Give the entries again, word for word.

Records of labeled points:

--*--

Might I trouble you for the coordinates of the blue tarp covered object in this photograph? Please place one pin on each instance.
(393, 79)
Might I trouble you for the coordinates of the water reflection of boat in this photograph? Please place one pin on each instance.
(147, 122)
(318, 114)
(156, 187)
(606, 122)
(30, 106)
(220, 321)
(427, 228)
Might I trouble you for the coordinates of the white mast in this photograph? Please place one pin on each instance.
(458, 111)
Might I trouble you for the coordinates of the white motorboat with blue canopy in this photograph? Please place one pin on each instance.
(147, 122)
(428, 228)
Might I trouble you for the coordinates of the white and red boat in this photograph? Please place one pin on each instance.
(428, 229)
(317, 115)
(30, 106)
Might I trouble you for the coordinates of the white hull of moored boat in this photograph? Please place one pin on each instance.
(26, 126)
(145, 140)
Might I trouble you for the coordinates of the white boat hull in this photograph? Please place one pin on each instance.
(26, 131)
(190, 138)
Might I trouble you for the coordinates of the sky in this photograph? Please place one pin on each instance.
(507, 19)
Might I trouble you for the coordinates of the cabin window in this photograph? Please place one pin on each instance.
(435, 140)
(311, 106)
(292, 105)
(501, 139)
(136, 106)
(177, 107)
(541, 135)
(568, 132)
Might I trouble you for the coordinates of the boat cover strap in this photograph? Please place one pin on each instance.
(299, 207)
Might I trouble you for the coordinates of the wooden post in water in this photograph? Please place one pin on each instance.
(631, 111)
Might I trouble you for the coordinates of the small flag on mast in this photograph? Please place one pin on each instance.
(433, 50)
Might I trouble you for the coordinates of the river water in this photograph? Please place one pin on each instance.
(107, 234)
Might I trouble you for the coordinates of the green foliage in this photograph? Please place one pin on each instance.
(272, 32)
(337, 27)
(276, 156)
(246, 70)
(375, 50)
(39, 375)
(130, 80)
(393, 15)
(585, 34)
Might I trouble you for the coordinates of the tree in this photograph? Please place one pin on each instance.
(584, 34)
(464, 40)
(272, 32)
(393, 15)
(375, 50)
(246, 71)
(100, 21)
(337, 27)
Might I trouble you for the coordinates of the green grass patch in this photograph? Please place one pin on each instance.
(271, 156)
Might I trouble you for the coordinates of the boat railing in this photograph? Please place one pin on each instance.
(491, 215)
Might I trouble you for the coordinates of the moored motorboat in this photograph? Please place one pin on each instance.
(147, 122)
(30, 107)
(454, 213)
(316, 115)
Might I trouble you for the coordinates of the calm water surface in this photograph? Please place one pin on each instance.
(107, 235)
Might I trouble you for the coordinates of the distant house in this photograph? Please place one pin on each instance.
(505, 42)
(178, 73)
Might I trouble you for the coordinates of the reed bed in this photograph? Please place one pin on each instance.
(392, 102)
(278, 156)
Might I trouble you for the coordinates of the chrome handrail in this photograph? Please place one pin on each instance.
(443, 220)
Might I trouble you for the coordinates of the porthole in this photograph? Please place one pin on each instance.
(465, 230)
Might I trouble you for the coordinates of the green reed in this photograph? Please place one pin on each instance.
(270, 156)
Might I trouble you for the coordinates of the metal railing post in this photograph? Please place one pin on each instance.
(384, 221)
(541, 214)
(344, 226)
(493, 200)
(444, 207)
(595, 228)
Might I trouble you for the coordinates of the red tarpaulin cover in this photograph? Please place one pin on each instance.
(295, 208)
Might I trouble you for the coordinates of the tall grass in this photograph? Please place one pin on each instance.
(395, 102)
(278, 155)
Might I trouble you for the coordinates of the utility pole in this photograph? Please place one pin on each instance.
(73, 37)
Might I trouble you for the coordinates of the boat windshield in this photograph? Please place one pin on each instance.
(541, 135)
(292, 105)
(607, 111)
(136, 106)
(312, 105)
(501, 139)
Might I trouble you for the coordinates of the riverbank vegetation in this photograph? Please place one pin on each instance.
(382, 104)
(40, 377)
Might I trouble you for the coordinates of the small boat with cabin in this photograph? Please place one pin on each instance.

--*--

• **Response below**
Might I trouble you for the coordinates of the blue tarp covered object in this photograph? Please place one pin on each instance.
(393, 79)
Might I trouble you for the coordinates of the water reflection of boat in this photograph? Please place one pin on each instance.
(147, 122)
(318, 114)
(156, 187)
(606, 122)
(30, 106)
(220, 321)
(427, 228)
Might I trouble you for the coordinates of the white mast in this photograph? Please place one pin on each instance.
(458, 111)
Might I trouble you for the coordinates of the white motorboat with blue canopy in this photograph? Please place one pin on each instance.
(147, 122)
(428, 228)
Might I trouble you for the coordinates of the white and red boat in this photograph? Please place one pin on each instance.
(428, 229)
(317, 115)
(30, 106)
Might I trouble you for the coordinates of the white hull of moored boat in this photograph? Please place one pin on each instance.
(26, 126)
(145, 140)
Might I trouble you for the coordinates of the white boat hull in this photograph? Please place one pin on each instance.
(26, 131)
(190, 138)
Might I trouble you for the coordinates of the sky in this photograph? Please place one pin on each instance.
(507, 19)
Might I trouble you for the coordinates of the cabin window in this photograph? Please place one pin on each instance.
(435, 140)
(311, 106)
(292, 105)
(501, 139)
(136, 106)
(177, 107)
(541, 135)
(568, 132)
Might I trouble you for the coordinates of the boat cover strap in this photograph? Please place one pin on each instance.
(299, 207)
Might I trouble you for the coordinates of the wooden post in water in this photograph? Please place one pin on each instance.
(631, 111)
Might I trouble you for the coordinates of the small flag on mast in this photograph? Please place one pin on each instance.
(433, 50)
Might I trouble you for the coordinates of the river water in this photograph? Please place one pin on each instance.
(107, 234)
Might I trouble you for the coordinates of the green foliage in this photograph? Please place one pin on each instance.
(272, 32)
(337, 27)
(276, 156)
(246, 70)
(375, 50)
(39, 375)
(130, 80)
(393, 15)
(585, 34)
Might I trouble you for the coordinates of the tree in this photograph? Please place one pin on each instance.
(584, 34)
(464, 40)
(272, 32)
(393, 15)
(375, 50)
(246, 71)
(100, 21)
(337, 27)
Might I trouble you for the coordinates of the green grass patch in this photograph? Please place one pin on each instance.
(271, 156)
Might I trouble you for the coordinates of the boat railing in this photograph? Please place one pin on each instance.
(491, 215)
Might I trouble you for the coordinates of the moored motorboat in this photograph? Please place one pin on each instance.
(147, 122)
(30, 107)
(454, 213)
(316, 115)
Might I trouble you for the coordinates of the calm water surface in this photograph? Please place one pin on each instance.
(107, 235)
Might I trouble you for the coordinates of the distant house in this photograph? Please place one pin on each instance.
(505, 42)
(178, 73)
Might I trouble you for the coordinates of the reed bed in this photograph? Please place one pin on each instance.
(392, 102)
(278, 156)
Might I trouble you for the coordinates of the chrome handrail in this photograph? Please place one pin on each instance.
(443, 220)
Might I trouble you for the coordinates of the porthole in this photograph? Please place one pin on each instance.
(465, 230)
Might I trouble you for the coordinates of the green reed in this photograph? Please place one pin on each instance.
(270, 156)
Might I trouble you for the coordinates of the metal railing post in this photograph? Please place one pin on each instance.
(384, 221)
(541, 214)
(344, 226)
(493, 200)
(444, 207)
(595, 228)
Might I trouble you for the coordinates of the red tarpaulin cover in this photograph? Please place one pin on each instance.
(295, 208)
Might I trouble you for the coordinates of the tall grass in this photograph? Please place one pin on each instance.
(395, 102)
(278, 155)
Might I trouble you for the coordinates of the utility pole in this photograph? Please place one pin on each instance.
(73, 37)
Might I trouble you for the coordinates of the boat windshield in this photograph? Please place one pin on each instance.
(541, 135)
(292, 105)
(607, 111)
(136, 106)
(312, 105)
(501, 139)
Might I trouble you for the coordinates of the riverbank vegetation in this photograph? Please place one pin on each instance.
(382, 104)
(40, 377)
Might I trouble you for the coordinates of the small boat with cabin in this photograph? Please place one pin on each instance.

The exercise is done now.